- RECORDS SHOWN:
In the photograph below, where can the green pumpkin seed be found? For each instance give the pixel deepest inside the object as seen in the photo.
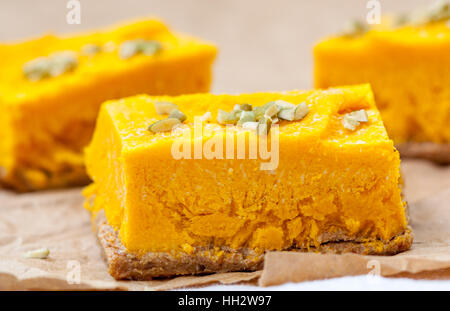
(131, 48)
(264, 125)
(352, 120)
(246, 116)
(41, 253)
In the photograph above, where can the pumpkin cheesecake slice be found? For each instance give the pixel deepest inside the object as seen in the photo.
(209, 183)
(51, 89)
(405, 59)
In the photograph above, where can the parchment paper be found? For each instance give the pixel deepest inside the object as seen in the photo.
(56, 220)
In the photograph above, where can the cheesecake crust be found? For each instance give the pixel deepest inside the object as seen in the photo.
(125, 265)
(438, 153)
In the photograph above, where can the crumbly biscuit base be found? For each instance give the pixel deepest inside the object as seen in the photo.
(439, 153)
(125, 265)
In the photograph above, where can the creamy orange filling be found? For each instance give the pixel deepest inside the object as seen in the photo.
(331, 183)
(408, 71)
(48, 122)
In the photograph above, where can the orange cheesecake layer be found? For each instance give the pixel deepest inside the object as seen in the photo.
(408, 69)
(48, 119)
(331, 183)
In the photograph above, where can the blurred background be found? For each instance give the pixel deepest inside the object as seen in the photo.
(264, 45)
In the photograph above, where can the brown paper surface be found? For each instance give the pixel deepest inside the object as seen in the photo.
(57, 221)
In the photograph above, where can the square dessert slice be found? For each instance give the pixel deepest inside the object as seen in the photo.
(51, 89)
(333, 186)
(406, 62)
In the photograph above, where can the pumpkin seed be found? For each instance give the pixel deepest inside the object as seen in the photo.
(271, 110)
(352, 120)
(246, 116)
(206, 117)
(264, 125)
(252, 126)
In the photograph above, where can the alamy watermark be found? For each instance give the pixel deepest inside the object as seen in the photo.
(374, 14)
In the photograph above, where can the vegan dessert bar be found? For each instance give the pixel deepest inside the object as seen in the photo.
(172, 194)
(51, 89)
---
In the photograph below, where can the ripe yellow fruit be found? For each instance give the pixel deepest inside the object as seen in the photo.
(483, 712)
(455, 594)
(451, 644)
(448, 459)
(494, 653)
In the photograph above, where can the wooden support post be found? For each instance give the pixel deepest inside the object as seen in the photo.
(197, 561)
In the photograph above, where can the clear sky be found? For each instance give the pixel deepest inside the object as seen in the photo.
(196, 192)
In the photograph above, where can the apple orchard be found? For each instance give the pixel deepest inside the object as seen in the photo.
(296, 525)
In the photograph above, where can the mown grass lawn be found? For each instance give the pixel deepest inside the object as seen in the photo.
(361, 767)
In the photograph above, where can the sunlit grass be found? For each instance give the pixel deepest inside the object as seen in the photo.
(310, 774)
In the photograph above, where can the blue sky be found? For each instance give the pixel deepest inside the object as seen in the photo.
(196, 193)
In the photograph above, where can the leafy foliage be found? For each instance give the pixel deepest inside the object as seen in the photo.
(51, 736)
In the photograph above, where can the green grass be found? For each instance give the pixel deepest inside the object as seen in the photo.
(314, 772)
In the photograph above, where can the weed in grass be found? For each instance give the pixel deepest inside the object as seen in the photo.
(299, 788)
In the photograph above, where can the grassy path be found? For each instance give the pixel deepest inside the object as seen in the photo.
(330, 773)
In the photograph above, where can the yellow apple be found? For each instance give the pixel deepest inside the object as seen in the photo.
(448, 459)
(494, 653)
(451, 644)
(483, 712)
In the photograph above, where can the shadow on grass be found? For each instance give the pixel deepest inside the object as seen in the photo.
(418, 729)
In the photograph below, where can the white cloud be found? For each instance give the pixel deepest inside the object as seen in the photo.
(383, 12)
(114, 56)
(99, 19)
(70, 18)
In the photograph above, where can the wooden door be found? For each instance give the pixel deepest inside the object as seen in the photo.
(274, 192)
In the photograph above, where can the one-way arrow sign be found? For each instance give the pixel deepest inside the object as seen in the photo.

- PROBLEM DESCRIPTION:
Can you format the lines between the one holding "In the photograph above, where can the shadow" and the one holding "In the photograph above, where can the one-way", inclusive, as a Markdown table with the columns Index and Text, skipping any blank lines?

- COMPLETE RESPONSE:
| Index | Text |
|---|---|
| 1 | In the photograph above, where can the shadow on grass be found? For each instance give the pixel deepest inside the object as seen in the photo. |
| 2 | (418, 729) |
| 3 | In the photograph below, where can the white cloud be found? For each instance give the pixel deepest inside the object as seen in the photo. |
| 4 | (383, 12) |
| 5 | (114, 56) |
| 6 | (99, 19) |
| 7 | (70, 18) |
| 8 | In the photograph above, where can the wooden door be found? For each instance give the pixel deepest inside the object as seen in the photo. |
| 9 | (274, 192) |
| 10 | In the photograph above, where can the one-way arrow sign be found? For each instance give the pixel deepest inside the object as seen in the photo. |